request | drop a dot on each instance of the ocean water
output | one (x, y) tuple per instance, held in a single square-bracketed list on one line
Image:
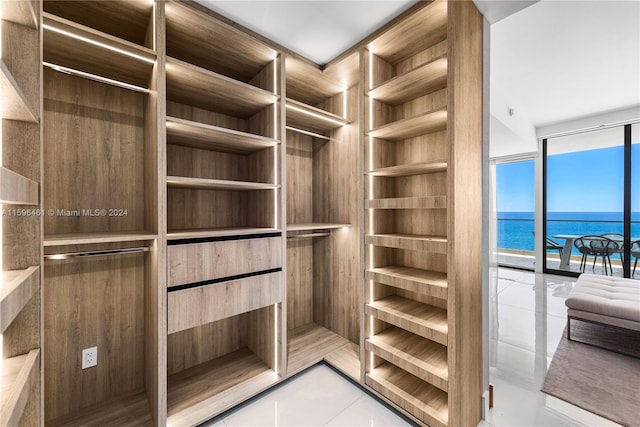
[(515, 229)]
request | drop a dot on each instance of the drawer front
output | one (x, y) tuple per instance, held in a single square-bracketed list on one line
[(200, 262), (197, 306)]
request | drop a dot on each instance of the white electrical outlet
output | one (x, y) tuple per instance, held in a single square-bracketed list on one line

▶ **Work required**:
Copy all the records above exactly, but leave out the pictures.

▶ **Answer to this exercise**:
request | drop a dot on each instance of the ocean water
output | one (x, y) tuple per instance, held in a single square-bracketed list on one line
Image:
[(515, 229)]
request | drop a dot on each instance of the drawer front
output | one (x, y) tuple per instance, held in a single square-bracketed list on one line
[(200, 262), (197, 306)]
request | drop a dot on each instance of the white electrical outlet
output | one (x, y) tuple per instance, held in a single square-bracketed list on one line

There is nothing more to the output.